_Given data_
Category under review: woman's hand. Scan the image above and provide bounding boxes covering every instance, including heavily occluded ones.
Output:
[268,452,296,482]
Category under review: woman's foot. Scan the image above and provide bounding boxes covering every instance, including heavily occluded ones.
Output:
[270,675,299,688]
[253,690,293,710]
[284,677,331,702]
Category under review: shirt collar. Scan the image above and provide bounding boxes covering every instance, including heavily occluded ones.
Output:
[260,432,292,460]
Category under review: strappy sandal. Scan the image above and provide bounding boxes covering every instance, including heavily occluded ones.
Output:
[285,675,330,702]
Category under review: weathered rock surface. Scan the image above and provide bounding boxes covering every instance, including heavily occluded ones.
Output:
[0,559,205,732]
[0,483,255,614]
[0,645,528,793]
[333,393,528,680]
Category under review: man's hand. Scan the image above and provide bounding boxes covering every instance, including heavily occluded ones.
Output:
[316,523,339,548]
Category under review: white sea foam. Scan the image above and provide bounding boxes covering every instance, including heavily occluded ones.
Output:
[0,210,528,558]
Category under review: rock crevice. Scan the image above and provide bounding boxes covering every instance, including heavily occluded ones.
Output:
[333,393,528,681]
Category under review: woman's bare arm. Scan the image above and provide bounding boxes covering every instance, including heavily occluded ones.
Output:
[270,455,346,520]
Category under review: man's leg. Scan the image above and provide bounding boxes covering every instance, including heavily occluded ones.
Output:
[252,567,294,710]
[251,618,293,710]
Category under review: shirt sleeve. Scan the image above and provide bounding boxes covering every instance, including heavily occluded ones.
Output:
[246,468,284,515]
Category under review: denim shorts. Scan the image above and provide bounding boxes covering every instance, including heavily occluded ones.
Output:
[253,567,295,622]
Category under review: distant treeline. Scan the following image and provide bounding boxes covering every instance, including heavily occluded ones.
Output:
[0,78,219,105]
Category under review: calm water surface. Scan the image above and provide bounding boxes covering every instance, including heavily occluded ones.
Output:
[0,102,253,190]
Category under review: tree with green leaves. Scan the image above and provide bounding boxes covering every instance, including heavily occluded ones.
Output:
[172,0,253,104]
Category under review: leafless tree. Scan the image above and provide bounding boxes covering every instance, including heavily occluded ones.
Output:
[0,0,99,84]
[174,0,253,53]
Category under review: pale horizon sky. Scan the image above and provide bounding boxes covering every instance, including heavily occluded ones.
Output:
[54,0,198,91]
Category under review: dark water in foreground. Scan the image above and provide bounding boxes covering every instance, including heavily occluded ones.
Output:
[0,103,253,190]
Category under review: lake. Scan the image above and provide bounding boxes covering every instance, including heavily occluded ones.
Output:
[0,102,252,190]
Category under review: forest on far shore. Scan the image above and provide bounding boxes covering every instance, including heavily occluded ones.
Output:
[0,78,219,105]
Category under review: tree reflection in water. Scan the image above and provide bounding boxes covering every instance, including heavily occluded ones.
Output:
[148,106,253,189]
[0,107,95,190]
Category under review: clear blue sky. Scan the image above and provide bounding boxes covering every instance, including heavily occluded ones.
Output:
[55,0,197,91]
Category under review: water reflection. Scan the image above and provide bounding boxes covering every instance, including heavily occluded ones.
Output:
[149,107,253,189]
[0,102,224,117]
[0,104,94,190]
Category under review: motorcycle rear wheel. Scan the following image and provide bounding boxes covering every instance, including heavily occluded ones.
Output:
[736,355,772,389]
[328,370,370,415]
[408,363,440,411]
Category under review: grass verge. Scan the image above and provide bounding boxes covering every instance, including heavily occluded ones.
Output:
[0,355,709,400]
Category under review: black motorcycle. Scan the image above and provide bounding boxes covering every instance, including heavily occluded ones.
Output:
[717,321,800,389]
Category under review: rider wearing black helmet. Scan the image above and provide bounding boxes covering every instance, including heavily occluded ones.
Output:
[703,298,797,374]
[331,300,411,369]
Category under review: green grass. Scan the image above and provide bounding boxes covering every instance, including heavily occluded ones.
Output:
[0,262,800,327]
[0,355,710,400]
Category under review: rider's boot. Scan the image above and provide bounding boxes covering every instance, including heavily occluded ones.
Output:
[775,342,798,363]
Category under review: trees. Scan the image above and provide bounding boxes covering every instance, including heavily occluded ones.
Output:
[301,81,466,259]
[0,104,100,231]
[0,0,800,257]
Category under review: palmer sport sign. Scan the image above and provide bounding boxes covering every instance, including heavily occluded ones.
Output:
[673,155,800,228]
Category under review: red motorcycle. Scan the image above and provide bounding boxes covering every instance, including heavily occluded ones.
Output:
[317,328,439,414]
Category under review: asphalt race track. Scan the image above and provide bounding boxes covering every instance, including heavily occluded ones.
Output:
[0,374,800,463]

_Short exercise_
Render every line of the items above as a JSON list of strings, one string per line, with blank lines omitted.

_Result for this task_
[
  "Category under review: woman's hand. Scan the image above and provide bounding boxes covering every instance, including heavily occluded ones.",
  "Output:",
  "[268,452,296,482]",
  "Category under review: woman's foot. Scan the image above and provide bounding boxes covering every instance, including heavily occluded ones.",
  "Output:",
  "[270,675,299,688]",
  "[253,690,293,710]",
  "[284,677,331,702]",
  "Category under review: shirt collar. Scan the image above and provide bounding boxes covering every instance, including heavily occluded ones.",
  "Output:",
  "[260,432,292,460]",
  "Category under review: strappy sandal. Scan the image above and provide bounding boxes covering every instance, including heavily occluded ones.",
  "Output:",
  "[285,675,330,702]",
  "Category under review: weathered rock surface. Scan the image above and provide bounding boxes covering every instance, including heavily occluded ones.",
  "Output:",
  "[0,559,205,732]",
  "[0,483,255,614]",
  "[0,645,528,793]",
  "[333,393,528,680]",
  "Category under review: man's hand. Scan the image above and provide bounding boxes covering every instance, including heavily occluded ones.",
  "Output:",
  "[316,523,339,548]",
  "Category under review: white sea foam. Scan the image above and provide bounding boxes covering every instance, including heavily occluded ones.",
  "Output:",
  "[0,210,528,558]",
  "Category under review: rock crevice. Scan the image above and provide bounding boxes covering every instance, including heavily occluded ones.",
  "Output:",
  "[333,393,528,681]",
  "Category under review: woman's bare arm. Scan the image above and provide bounding boxes covering every instance, including heavily occluded ones.",
  "Output:",
  "[270,455,346,520]",
  "Category under review: man's leg. Scan the image above and provide bounding boxes covering every instance, including heavily occluded ones.",
  "Output:",
  "[252,567,294,710]",
  "[251,618,293,710]",
  "Category under review: shirt sleeve. Scan the image above and provide bounding boxes covering every instance, including heavily occluded ones.",
  "Output:",
  "[246,468,284,515]",
  "Category under review: denim shorts. Scan the image above and provide bounding boxes covering every instance, including heavily occluded ones.",
  "Output:",
  "[253,567,295,622]",
  "Category under review: distant treeline. Scan the following image and provide bounding boxes covering every instance, including heavily occluded ones.",
  "Output:",
  "[0,78,219,105]",
  "Category under review: calm water surface. Scan the image above and provide bounding boxes covering every instance, including heavily occluded ones.",
  "Output:",
  "[0,102,253,190]",
  "Category under review: tree with green leaves. Scan the image above and provide bounding boxes covering every instance, including heavily occluded ones.",
  "Output:",
  "[172,0,253,104]",
  "Category under review: leafless tree. Scan the image above and provide bounding boxes covering every instance, including heavily occluded ones.",
  "Output:",
  "[0,0,99,84]",
  "[174,0,253,53]",
  "Category under review: pale horizon sky. Scan the image above and provide bounding boxes covering every instance, including heavily occluded ones.",
  "Output:",
  "[54,0,198,91]",
  "Category under review: dark water in foreground. Scan the image above and provide bounding boxes covering every instance, including heavily occluded ones.",
  "Output:",
  "[0,103,253,190]",
  "Category under review: lake. Scan the image above and provide bounding boxes covering every instance, including heavily occluded ones.",
  "Output:",
  "[0,102,252,190]",
  "Category under review: forest on far shore. Scan the image above and provide bounding boxes covering every instance, including heavily occluded ones.",
  "Output:",
  "[0,78,219,105]",
  "Category under review: tree reflection in water. Scan the image above and provide bounding boxes covering every instance, including heavily occluded ones.",
  "Output:",
  "[148,106,253,189]",
  "[0,107,95,190]",
  "Category under review: clear blue sky. Scan the image above and provide bounding boxes covering every instance, including heavily occluded ones.",
  "Output:",
  "[55,0,197,91]",
  "Category under review: water reflection. Scan the image above and provide bounding boxes covering every instance, including heavily occluded ones.",
  "Output:",
  "[149,107,253,189]",
  "[0,102,224,117]",
  "[0,104,94,190]",
  "Category under review: motorcycle rear wheel. Scan the following image and provide bounding boxes covering every instance, including heavily occluded ones.",
  "Output:",
  "[736,355,772,389]",
  "[328,370,370,415]",
  "[408,363,440,411]",
  "Category under review: grass verge. Scan the image above and provide bounding boxes covering every instance, including heavily occluded ones.",
  "Output:",
  "[0,355,709,400]",
  "Category under review: black motorcycle. Scan the image above and provide bounding boxes covering every instance, including heavily occluded ones.",
  "Output:",
  "[717,321,800,389]",
  "Category under review: rider wearing black helmet. Scan the image above and provide bounding boxes covering every instance, including heavily occluded ones.",
  "Output:",
  "[703,298,797,374]",
  "[331,300,411,369]",
  "Category under review: green grass. Scan the image above and provide bounding boxes covering every instance, including heavily occluded ones.",
  "Output:",
  "[0,262,800,327]",
  "[0,355,710,400]",
  "Category under review: rider's boot. Scan the image above and provide bounding boxes covering every instance, including heavily occluded ones.",
  "Output:",
  "[775,342,798,363]",
  "Category under review: trees. Scan the image above and provide bounding boxes covering every instance, including heavily occluded ones.",
  "Output:",
  "[301,81,466,259]",
  "[0,104,100,231]",
  "[0,0,800,257]",
  "Category under review: palmer sport sign. Scan the image above and provide bounding boxes covering every instance, including heavily occluded ones.",
  "Output:",
  "[673,155,800,228]",
  "Category under review: red motorcycle. Scan the image above and provide bounding boxes covering every instance, including heavily occluded ones.",
  "Output:",
  "[317,328,439,414]",
  "Category under review: asphalt race track. Scan the image above and provide bounding boxes covering every instance, including heavily occluded ones.",
  "Output:",
  "[0,374,800,463]"
]